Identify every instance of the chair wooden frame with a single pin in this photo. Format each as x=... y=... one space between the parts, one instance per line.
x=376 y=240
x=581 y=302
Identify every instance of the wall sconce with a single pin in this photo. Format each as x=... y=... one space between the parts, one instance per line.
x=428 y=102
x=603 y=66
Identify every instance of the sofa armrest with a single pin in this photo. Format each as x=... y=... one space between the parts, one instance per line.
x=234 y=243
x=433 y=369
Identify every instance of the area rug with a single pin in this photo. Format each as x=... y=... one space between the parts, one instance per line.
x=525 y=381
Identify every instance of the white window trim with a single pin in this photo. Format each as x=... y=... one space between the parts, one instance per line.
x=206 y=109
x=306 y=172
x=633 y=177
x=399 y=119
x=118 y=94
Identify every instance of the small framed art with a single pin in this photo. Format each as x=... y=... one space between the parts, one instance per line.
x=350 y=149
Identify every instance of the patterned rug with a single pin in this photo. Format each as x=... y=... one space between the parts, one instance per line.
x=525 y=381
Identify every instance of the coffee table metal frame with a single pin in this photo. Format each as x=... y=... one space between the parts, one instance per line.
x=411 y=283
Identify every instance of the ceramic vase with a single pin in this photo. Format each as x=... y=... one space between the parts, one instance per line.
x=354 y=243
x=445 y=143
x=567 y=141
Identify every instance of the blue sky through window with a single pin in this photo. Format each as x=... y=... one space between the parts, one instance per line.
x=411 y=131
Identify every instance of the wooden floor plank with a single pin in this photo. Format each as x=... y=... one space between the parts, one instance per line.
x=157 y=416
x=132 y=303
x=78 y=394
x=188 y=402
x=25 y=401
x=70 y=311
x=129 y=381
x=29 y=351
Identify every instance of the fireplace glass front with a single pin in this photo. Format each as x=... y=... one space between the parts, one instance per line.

Short task
Reproduce every line of the material between the lines holding "Identify every instance of the ceramic" and "x=411 y=131", inclusive, and increase each x and y coordinate value by 125.

Result of this task
Identify every instance of the ceramic vase with a single pin in this photo. Format each as x=... y=... one space between the parts, one instance per line.
x=479 y=368
x=570 y=268
x=692 y=266
Identify every instance of the blue sky through window with a single pin in this photo. Format each as x=... y=... one space between the parts, one instance per line.
x=536 y=256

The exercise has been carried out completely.